Location identification items:
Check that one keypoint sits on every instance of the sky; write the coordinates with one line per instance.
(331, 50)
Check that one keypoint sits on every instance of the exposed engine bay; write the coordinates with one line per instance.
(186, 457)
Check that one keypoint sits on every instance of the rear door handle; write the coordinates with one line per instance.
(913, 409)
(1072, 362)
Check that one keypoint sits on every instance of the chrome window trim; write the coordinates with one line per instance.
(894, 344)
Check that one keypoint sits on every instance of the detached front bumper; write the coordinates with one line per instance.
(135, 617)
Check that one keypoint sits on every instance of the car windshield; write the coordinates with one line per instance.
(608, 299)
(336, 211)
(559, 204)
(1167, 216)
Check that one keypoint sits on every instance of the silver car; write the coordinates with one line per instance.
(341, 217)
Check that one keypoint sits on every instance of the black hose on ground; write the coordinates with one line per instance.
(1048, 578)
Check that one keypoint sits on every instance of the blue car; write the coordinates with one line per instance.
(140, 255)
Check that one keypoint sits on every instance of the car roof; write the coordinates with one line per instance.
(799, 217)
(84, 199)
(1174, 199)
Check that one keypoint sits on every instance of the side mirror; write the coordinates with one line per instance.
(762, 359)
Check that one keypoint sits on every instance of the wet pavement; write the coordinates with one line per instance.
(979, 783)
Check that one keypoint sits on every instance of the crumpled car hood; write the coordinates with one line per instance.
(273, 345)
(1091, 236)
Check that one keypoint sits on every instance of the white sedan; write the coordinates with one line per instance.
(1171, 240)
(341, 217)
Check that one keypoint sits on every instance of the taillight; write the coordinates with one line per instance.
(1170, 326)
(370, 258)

**What to produce**
Return, unchanged, the stretch of the material from the line containing "Check that one keypoint sits on every instance of the chrome" through the line containing "(1048, 578)", including both of those lines.

**Final answer**
Check that one keypoint sits on every instance of the chrome window trim; write the coordinates with one line per instance.
(894, 344)
Check that one keypoint sits on every instance of the detached front bumper; write the coordinates with one line per instance.
(135, 617)
Check that one keypoint sits on every instance of the car windshield; write the coordinates with one line per instance.
(608, 299)
(336, 211)
(559, 204)
(1167, 216)
Check that one keypoint sits on every instance of the silver car; write the coordinates with one line per instance.
(341, 217)
Check that one keypoint sits on every instance of the black hose on ground; write the coordinates with one line per instance.
(1048, 578)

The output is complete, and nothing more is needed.